* Alıştırma: Bahar yağmurlarıyla ilgili metinde adı geçen bütün gazları ve iyonları yazın.
===== Alıntı metin =====
Nisan ve mayıs aylarında yağan yağmurlar bitkiler için çok faydalıdır. Sebebi de bitkilerin temel besinlerinden birisi azottur. Azot havada en çok bulunan gaz (%73) olmasına rağmen bitkiler bu gazı doğrudan kullanamazlar. Çünkü bitkilerde bu gazı parçalayacak enzim yoktur. Ancak şimşek çakması sırasında meydana gelen yüksek ısıyla azot gazı parçalanır ve havadaki oksijenle birleşir. Böylece meydana gelen nitrat iyonları yağmur damlaları için birer çekirdek rolü oynar ve bu yağmurların bünyesinde bol miktarda azot bulunur. İlkbaharda şimşek çakması daha çok görüldüğünden bu mevsimde yağan yağmurlar azotça zengindir. Belki de bu yüzden bahar yağmurlarına ma-i nisanve ab-ı hayatdenilmektedir. Zaten halkımız da yağmur yağdı’ yerine rahmet yağdı’ der.
===== Çalışma malzemesi =====
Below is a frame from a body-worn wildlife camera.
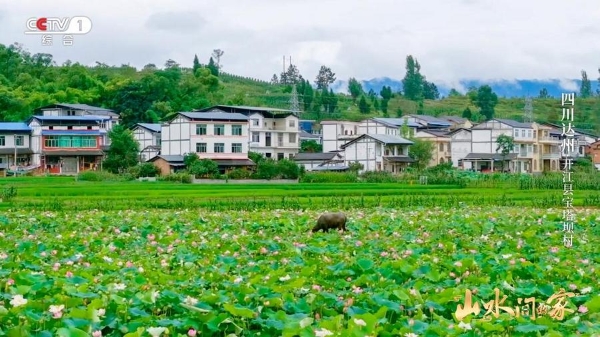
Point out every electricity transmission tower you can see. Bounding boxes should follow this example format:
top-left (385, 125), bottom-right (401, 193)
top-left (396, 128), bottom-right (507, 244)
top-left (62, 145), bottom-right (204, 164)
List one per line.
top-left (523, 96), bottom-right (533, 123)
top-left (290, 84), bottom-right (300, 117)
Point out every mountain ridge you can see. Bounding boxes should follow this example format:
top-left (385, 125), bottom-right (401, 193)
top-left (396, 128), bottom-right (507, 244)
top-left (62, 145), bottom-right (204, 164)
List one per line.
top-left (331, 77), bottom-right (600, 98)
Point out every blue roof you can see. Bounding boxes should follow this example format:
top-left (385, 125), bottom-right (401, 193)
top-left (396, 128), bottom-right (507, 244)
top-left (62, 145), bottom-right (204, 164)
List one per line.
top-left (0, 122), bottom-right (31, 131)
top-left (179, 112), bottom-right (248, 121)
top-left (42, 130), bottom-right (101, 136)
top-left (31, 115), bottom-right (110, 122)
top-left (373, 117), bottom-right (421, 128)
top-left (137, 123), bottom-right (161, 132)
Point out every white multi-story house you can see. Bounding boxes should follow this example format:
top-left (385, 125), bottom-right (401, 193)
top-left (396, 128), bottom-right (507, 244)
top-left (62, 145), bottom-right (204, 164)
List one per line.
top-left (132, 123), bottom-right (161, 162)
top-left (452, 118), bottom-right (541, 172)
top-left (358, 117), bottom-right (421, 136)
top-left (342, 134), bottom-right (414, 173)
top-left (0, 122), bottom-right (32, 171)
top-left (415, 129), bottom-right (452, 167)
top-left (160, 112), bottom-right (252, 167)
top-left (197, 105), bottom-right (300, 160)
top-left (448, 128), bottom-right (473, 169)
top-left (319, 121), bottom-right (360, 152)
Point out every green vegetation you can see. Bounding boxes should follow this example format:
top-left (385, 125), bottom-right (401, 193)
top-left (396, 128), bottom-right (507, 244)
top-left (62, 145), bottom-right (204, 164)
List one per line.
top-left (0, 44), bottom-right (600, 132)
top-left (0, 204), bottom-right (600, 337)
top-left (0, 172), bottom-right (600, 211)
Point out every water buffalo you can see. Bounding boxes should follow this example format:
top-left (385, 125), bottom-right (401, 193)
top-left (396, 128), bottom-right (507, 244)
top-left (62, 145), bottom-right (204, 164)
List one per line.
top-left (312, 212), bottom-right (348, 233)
=====
===== Çalışma malzemesi =====
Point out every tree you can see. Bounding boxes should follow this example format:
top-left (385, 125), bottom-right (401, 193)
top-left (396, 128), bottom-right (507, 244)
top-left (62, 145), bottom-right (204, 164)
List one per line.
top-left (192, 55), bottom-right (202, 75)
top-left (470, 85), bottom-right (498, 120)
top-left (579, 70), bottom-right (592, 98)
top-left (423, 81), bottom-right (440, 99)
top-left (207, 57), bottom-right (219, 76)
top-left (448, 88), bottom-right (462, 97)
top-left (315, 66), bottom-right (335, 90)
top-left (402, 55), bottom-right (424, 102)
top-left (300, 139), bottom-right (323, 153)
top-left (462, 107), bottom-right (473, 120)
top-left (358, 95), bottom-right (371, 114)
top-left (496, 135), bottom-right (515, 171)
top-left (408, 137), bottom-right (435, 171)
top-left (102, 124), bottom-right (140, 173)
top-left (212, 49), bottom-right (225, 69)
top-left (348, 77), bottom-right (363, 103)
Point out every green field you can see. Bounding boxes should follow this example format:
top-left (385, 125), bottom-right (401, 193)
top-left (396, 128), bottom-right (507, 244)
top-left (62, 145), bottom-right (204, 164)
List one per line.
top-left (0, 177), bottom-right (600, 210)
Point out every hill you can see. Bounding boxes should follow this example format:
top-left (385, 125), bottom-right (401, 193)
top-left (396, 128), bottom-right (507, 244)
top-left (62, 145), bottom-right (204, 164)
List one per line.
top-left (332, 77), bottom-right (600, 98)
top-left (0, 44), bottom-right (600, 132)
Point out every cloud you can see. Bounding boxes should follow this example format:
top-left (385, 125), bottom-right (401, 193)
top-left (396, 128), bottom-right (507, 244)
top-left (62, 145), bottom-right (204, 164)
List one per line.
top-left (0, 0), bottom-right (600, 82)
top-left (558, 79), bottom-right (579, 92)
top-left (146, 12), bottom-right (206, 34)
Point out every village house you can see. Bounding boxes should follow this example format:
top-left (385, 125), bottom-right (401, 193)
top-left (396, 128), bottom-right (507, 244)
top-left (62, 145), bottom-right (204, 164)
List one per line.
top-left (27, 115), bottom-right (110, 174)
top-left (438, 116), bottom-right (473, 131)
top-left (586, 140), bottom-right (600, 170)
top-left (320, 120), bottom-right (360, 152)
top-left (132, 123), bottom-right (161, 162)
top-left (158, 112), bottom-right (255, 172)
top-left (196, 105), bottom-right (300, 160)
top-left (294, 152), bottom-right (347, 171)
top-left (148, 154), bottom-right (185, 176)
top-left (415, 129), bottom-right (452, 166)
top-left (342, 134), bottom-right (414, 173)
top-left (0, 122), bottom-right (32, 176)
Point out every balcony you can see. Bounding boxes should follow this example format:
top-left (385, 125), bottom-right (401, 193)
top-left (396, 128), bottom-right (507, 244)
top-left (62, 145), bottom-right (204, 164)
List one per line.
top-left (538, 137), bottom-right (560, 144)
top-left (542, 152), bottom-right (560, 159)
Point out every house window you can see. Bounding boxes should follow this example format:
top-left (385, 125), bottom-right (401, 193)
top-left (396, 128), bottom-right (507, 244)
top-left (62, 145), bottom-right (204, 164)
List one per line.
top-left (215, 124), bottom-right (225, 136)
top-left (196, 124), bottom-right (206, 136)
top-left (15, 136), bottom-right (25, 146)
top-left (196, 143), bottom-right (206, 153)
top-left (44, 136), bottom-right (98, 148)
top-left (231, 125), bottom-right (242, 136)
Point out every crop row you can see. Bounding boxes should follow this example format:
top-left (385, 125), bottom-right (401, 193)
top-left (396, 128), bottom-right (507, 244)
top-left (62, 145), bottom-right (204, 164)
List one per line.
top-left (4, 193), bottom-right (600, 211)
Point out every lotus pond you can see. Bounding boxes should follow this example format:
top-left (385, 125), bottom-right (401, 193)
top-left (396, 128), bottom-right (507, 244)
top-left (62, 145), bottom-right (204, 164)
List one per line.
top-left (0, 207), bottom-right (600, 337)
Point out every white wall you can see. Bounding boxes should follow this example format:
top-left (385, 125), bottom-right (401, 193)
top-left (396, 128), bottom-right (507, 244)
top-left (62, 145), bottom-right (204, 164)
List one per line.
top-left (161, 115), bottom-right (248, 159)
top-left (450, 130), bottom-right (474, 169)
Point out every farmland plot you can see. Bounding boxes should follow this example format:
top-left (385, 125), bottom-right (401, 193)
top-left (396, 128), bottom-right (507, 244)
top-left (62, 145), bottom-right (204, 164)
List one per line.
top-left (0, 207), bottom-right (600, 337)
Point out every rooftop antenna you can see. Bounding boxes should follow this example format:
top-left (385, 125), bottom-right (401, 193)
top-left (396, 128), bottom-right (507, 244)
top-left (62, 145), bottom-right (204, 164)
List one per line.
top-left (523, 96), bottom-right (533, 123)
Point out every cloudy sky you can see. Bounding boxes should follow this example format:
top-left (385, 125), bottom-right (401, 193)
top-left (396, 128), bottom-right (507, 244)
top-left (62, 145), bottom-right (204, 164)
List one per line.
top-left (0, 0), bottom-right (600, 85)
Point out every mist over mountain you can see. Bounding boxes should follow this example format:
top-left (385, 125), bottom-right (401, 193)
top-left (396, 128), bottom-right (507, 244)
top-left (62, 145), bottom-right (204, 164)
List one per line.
=====
* Cevap: Azot, oksijen, nitrat iyonları